======== Records supplied ========

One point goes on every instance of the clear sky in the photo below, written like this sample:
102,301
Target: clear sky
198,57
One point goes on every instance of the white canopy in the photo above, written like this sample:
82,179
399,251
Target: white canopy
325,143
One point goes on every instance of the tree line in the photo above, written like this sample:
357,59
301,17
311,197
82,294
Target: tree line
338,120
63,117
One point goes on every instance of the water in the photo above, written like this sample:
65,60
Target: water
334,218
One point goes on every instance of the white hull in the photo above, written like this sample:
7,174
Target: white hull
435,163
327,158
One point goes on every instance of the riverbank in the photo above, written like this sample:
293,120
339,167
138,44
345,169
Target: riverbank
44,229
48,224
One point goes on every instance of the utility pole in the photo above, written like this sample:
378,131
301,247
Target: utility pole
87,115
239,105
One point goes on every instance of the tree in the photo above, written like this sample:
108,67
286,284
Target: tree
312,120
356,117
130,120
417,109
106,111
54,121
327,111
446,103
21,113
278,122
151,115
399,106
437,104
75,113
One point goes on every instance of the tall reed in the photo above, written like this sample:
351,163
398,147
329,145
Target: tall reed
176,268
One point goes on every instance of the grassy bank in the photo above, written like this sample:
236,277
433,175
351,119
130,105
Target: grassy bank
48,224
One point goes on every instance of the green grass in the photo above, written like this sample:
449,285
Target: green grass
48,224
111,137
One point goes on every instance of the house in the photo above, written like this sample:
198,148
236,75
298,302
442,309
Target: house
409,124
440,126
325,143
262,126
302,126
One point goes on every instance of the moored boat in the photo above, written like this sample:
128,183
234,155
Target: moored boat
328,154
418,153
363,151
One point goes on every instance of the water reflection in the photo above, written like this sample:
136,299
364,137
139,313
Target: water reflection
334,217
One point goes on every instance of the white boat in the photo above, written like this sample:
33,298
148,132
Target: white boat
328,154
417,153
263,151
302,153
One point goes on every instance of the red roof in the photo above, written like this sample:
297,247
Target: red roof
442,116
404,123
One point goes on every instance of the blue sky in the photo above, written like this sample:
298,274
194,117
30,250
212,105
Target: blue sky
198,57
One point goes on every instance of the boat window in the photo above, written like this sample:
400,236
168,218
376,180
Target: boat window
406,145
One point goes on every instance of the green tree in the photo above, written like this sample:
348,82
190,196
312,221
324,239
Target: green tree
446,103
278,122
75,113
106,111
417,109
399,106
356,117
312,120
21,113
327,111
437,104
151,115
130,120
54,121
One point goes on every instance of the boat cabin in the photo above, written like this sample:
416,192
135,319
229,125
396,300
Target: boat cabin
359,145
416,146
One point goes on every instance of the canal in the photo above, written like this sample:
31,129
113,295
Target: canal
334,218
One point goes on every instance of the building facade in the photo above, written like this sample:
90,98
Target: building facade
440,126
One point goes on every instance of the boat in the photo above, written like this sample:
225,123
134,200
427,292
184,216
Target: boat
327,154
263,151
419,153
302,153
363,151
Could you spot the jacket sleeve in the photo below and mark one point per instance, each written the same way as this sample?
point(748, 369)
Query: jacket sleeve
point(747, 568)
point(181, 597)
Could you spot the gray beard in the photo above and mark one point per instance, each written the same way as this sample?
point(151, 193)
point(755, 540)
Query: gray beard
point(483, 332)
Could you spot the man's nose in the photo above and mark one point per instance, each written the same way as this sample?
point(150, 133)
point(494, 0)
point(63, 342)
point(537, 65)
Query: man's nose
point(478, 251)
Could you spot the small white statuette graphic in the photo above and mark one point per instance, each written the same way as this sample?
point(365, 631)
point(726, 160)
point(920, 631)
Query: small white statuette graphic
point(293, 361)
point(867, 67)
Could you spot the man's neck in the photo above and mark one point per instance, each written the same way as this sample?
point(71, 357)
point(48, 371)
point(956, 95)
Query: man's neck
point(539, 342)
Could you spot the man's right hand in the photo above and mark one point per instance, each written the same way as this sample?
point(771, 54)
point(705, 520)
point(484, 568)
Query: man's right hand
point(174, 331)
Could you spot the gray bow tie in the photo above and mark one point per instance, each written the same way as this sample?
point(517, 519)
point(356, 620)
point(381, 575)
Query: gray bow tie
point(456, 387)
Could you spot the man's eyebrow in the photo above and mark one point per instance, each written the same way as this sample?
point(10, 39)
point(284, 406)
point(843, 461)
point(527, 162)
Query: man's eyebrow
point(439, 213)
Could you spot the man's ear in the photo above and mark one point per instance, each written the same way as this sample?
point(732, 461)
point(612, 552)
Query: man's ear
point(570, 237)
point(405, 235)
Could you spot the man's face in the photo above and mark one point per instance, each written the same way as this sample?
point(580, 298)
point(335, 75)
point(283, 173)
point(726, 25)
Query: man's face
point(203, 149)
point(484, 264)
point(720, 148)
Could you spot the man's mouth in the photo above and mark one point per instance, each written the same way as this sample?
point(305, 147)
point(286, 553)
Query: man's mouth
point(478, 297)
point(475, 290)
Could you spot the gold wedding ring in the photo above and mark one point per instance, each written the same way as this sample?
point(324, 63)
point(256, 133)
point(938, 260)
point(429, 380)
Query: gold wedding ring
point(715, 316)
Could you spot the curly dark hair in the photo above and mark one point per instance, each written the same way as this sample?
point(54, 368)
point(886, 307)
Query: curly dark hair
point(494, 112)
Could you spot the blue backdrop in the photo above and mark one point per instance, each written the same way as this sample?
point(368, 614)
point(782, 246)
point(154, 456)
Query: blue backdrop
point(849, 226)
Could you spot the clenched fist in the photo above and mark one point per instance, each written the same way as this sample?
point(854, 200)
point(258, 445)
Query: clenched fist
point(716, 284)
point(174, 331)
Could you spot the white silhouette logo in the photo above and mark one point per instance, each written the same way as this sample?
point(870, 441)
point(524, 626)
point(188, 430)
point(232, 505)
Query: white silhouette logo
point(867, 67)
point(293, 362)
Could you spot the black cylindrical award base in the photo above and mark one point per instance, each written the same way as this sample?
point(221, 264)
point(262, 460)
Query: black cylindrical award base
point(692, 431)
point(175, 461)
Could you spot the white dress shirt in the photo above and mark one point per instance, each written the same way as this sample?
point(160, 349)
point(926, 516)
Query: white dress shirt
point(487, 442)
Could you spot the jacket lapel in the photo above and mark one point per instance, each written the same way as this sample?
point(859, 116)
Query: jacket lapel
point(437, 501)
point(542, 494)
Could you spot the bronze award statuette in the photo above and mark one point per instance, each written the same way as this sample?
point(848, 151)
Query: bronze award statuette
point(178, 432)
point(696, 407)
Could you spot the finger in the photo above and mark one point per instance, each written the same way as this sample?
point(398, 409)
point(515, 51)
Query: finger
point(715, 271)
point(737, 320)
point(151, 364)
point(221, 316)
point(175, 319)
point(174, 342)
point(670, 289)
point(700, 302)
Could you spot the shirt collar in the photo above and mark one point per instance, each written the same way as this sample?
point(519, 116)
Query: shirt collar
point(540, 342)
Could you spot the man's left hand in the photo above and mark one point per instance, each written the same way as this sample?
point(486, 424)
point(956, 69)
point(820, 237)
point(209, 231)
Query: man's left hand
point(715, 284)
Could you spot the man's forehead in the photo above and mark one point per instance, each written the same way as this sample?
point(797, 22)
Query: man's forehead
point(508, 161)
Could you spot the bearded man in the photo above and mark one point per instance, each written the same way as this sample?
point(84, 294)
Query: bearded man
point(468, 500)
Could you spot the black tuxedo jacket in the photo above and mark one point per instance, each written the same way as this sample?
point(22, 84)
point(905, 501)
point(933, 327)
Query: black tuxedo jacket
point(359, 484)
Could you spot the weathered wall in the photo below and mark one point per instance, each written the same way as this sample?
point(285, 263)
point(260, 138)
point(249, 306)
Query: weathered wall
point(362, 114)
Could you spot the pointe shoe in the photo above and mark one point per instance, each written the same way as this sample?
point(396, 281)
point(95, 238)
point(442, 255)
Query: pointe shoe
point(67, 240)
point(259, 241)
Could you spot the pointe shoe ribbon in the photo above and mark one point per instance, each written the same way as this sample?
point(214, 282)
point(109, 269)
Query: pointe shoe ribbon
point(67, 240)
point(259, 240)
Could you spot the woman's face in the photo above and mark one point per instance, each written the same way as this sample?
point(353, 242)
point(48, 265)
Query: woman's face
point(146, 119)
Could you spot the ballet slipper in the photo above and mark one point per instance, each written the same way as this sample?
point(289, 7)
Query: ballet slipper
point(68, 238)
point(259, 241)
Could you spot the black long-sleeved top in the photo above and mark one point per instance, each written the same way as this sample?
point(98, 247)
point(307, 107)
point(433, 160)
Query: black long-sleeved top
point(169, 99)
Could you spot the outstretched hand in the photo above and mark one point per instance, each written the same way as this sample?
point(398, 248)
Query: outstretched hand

========

Problem details | Find the line containing "Could you spot the pointe shoe in". Reproduce it exactly, along with every line after it through the last.

Answer in full |
Could you spot the pointe shoe in the photo above and mark one point per instance, each written the same way as this sample?
point(396, 281)
point(95, 238)
point(442, 255)
Query: pointe shoe
point(67, 240)
point(259, 241)
Could you spot the pointe shoe ribbon in the photo above and mark one point per instance, each written the same way as this sample?
point(214, 282)
point(109, 269)
Query: pointe shoe ribbon
point(67, 240)
point(259, 240)
Could you spot the woman's face in the photo above and mark one point per instance, each written the same way as this sample?
point(353, 242)
point(48, 265)
Query: woman's face
point(146, 119)
Could you spot the ballet slipper in the photo above and mark one point per instance, each written the same way as this sample?
point(289, 7)
Query: ballet slipper
point(68, 238)
point(259, 241)
Could you spot the black long-sleeved top in the photo above and mark one point per instance, each written the same way as this sample?
point(98, 247)
point(307, 107)
point(433, 160)
Query: black long-sleeved top
point(169, 99)
Could you spot the outstretched hand in the photo above and mark one point per instance, each written the same way as this sample?
point(398, 248)
Query: outstretched hand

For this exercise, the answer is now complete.